*** Block opens ***

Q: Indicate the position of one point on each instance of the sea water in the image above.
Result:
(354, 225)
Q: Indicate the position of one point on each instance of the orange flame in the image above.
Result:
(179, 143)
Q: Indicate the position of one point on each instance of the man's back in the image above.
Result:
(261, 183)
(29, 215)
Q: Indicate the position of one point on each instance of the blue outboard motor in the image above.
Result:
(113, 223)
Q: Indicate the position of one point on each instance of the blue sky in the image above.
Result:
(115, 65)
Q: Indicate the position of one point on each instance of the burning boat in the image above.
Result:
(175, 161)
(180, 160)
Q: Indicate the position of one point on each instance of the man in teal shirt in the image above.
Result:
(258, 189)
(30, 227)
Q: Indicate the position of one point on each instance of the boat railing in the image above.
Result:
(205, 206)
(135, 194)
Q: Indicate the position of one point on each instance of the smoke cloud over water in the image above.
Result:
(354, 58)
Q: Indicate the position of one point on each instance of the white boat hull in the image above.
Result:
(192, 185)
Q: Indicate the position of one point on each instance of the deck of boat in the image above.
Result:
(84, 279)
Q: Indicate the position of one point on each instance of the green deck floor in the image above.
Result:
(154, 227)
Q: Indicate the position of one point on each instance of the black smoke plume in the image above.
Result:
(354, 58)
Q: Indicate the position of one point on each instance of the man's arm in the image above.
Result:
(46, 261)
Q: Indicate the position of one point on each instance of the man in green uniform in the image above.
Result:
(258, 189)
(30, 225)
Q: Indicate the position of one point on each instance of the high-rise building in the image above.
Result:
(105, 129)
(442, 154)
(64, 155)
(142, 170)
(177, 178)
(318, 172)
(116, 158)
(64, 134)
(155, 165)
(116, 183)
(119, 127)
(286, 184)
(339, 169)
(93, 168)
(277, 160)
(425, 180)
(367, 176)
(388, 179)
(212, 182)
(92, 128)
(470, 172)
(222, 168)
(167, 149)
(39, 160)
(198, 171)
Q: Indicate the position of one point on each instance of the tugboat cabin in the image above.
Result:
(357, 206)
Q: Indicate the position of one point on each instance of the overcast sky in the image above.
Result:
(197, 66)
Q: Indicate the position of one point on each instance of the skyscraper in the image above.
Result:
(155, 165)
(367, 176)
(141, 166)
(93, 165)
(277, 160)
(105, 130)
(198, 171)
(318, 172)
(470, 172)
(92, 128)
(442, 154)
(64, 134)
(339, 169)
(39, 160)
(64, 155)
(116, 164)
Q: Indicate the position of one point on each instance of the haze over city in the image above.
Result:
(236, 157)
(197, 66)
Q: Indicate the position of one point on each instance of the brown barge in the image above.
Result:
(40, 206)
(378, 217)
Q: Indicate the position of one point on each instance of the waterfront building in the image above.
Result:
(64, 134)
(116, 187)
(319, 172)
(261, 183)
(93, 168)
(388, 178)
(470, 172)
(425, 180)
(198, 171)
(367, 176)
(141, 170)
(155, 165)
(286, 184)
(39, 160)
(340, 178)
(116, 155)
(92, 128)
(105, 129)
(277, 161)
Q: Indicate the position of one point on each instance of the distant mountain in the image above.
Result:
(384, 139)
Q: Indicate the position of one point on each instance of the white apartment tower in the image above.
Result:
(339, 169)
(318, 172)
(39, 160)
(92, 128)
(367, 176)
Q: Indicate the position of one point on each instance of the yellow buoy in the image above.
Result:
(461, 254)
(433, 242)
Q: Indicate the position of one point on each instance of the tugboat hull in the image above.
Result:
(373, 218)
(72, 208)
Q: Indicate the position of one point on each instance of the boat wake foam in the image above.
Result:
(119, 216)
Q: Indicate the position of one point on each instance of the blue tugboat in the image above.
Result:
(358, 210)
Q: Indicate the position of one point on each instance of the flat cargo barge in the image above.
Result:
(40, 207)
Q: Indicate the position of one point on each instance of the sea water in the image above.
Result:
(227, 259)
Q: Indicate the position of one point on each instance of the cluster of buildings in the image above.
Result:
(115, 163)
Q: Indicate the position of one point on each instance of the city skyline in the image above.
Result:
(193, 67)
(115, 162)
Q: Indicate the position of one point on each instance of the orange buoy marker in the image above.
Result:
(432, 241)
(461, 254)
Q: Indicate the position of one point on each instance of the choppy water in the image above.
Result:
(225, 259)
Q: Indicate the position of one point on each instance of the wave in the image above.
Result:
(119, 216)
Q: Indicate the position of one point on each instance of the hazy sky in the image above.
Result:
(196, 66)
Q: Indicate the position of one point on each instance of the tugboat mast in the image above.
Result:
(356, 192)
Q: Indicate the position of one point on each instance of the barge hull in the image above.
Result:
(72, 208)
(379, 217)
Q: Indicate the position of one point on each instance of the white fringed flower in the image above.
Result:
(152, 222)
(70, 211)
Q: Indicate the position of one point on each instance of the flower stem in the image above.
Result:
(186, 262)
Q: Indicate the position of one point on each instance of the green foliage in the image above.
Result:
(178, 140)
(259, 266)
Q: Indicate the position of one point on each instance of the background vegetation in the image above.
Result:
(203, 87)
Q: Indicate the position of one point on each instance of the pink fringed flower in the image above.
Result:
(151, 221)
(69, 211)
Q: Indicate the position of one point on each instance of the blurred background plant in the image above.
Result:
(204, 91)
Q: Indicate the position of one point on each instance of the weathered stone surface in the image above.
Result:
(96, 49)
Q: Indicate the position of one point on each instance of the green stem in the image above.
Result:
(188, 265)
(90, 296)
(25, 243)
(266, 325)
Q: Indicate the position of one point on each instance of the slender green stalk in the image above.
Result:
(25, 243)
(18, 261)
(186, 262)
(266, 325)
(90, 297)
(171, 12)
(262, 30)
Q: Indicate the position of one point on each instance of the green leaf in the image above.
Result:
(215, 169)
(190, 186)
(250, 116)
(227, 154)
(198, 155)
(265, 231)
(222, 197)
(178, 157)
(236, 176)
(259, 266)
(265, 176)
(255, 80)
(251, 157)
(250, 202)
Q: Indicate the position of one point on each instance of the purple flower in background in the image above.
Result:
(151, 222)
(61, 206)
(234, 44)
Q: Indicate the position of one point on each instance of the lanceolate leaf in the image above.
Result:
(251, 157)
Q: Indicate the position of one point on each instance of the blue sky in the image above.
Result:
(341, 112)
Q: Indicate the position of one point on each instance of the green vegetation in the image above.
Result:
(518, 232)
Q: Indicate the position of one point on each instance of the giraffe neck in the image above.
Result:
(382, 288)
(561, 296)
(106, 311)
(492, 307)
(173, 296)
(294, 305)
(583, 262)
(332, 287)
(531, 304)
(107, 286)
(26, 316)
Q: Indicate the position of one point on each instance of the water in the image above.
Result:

*** Block closes ***

TRY IT -
The expected output is the complete listing, word for word.

EXERCISE SOLUTION -
Q: Indicate the position of one point on each instance of the sea water in the image above.
Result:
(354, 225)
Q: Indicate the position of one point on each instance of the orange flame in the image above.
Result:
(179, 143)
Q: Indicate the position of one point on each instance of the man's back in the image above.
Result:
(261, 183)
(29, 215)
Q: Indicate the position of one point on each instance of the blue outboard motor in the image above.
Result:
(113, 223)
Q: Indicate the position of one point on each instance of the blue sky in the image above.
Result:
(115, 65)
Q: Indicate the position of one point on each instance of the burning boat in the image above.
Result:
(175, 161)
(180, 160)
Q: Indicate the position of one point on each instance of the man in teal shirt in the image above.
Result:
(258, 189)
(30, 227)
Q: Indicate the position of one point on each instance of the boat railing in the image above.
Result:
(205, 206)
(135, 194)
Q: Indicate the position of one point on each instance of the smoke cloud over water in the image above.
Result:
(354, 58)
Q: Indicate the position of one point on each instance of the white boat hull in the image above.
Result:
(192, 185)
Q: Indicate the position of one point on each instance of the deck of boat in the image above.
Result:
(84, 279)
Q: Indicate the position of one point on each instance of the green deck floor in the image above.
Result:
(154, 227)
Q: Indicate the position of one point on each instance of the black smoke plume in the image above.
Result:
(354, 58)
Q: Indicate the position of one point on each instance of the man's arm in the image above.
Result:
(46, 261)
Q: Indicate the position of one point on each instance of the man in green uniform in the image above.
Result:
(258, 189)
(30, 225)
Q: Indicate the position of one point on each instance of the high-rise building in the image above.
Result:
(105, 129)
(442, 154)
(64, 155)
(142, 170)
(177, 178)
(318, 172)
(116, 158)
(64, 134)
(155, 165)
(116, 183)
(119, 127)
(286, 184)
(339, 169)
(93, 168)
(277, 160)
(425, 180)
(367, 176)
(388, 179)
(212, 182)
(92, 128)
(470, 172)
(222, 168)
(167, 149)
(39, 160)
(198, 171)
Q: Indicate the position of one point on each instance of the tugboat cabin in the image above.
Result:
(357, 206)
Q: Indicate the position of one point on each instance of the overcast sky in the image above.
Result:
(197, 66)
Q: Indicate the position of one point on each instance of the skyscraper in the image above.
Result:
(155, 165)
(367, 176)
(141, 166)
(93, 165)
(277, 160)
(105, 130)
(198, 171)
(318, 172)
(470, 172)
(92, 128)
(442, 154)
(64, 134)
(339, 169)
(39, 160)
(64, 155)
(116, 164)
Q: Indicate the position of one point on each instance of the haze over city in the image above.
Result:
(236, 157)
(197, 66)
Q: Indicate the position of one point on each instance of the brown barge in the image above.
Result:
(40, 206)
(378, 217)
Q: Indicate the position of one point on each instance of the waterfront building in the image above.
Result:
(64, 134)
(116, 187)
(319, 172)
(261, 183)
(93, 168)
(388, 178)
(470, 172)
(425, 180)
(198, 171)
(367, 176)
(141, 170)
(155, 165)
(286, 184)
(39, 160)
(340, 178)
(116, 155)
(92, 128)
(105, 129)
(277, 161)
Q: Indicate the position of one point on each instance of the distant mountain in the image above.
Result:
(384, 139)
Q: Indicate the position of one point on each instance of the white apartment tower in the image above.
Result:
(339, 169)
(318, 172)
(39, 160)
(92, 128)
(367, 176)
Q: Indicate the position of one point on each instance of the yellow buoy in the image above.
Result:
(461, 254)
(433, 242)
Q: Indicate the position of one point on each instance of the tugboat hull in the image above.
Result:
(373, 218)
(72, 208)
Q: Indicate the position of one point on each instance of the boat wake foam in the image above.
Result:
(119, 216)
Q: Indicate the position of one point on each instance of the blue tugboat in the image above.
Result:
(358, 210)
Q: Indicate the position of one point on each instance of the flat cargo barge in the image above.
Result:
(40, 207)
Q: Indicate the position of one point on each instance of the sea water in the image above.
Result:
(227, 259)
Q: Indicate the position of one point on each instance of the cluster of buildings in the image above.
Result:
(115, 163)
Q: Indicate the position of one point on each instance of the city skyline in the image above.
Result:
(193, 67)
(115, 162)
Q: Indicate the position of one point on each instance of the orange buoy marker in the image above.
Result:
(432, 241)
(461, 254)
Q: Indicate the position of one point on each instance of the choppy water in the image above.
Result:
(225, 259)
Q: Indicate the position of one point on each instance of the wave in the image above.
Result:
(119, 216)
Q: Indicate the position of one point on each instance of the hazy sky in the image above.
Result:
(196, 66)
Q: Indicate the position of one point on each instance of the tugboat mast in the image above.
Result:
(356, 192)
Q: Indicate the position of one point on each instance of the barge hull in the image above.
Result:
(72, 208)
(379, 217)
Q: Indicate the position of one point on each instance of the white fringed flower in the image above.
Result:
(152, 222)
(70, 211)
Q: Indicate the position of one point on each instance of the flower stem in the image above.
Result:
(186, 262)
Q: Indicate the position of one point on each instance of the green foliage in the image above.
Result:
(178, 140)
(259, 266)
Q: Indicate the position of one point on each instance of the background vegetation in the image above.
Result:
(203, 87)
Q: Indicate the position of one point on each instance of the pink fringed flower in the image above.
Result:
(151, 221)
(69, 211)
Q: Indicate the position of one point on each instance of the blurred background plant in the image above.
Result:
(204, 91)
Q: Indicate the position of one point on each instance of the weathered stone surface in the image above.
Result:
(96, 49)
Q: Indicate the position of one point on each instance of the green stem in the image above.
Result:
(188, 265)
(90, 296)
(25, 243)
(266, 325)
Q: Indicate the position of one point on each instance of the slender green stalk in the image above.
Result:
(25, 243)
(18, 261)
(186, 262)
(266, 325)
(90, 297)
(171, 12)
(262, 30)
Q: Indicate the position of one point on each instance of the green leaf in the image above.
Result:
(215, 169)
(190, 186)
(250, 116)
(227, 154)
(198, 155)
(265, 231)
(222, 197)
(178, 157)
(236, 176)
(259, 266)
(265, 176)
(255, 80)
(251, 157)
(250, 202)
Q: Indicate the position of one point on each instance of the purple flower in background in the image above.
Result:
(151, 222)
(61, 206)
(234, 44)
Q: Indicate the position of one point on each instance of the lanceolate leaf in the image above.
Result:
(251, 157)
Q: Indicate the position of one point on each instance of the blue sky in the image above.
Result:
(341, 112)
Q: Indicate the position of one point on each instance of the green vegetation in the image above.
Result:
(518, 232)
Q: Indicate the position of one point on each instance of the giraffe neck in the image above.
Result:
(382, 288)
(561, 296)
(106, 311)
(492, 307)
(173, 296)
(294, 305)
(583, 262)
(332, 287)
(531, 304)
(107, 286)
(26, 316)
Q: Indicate the position of one point on each instance of the water in the image above.
Result:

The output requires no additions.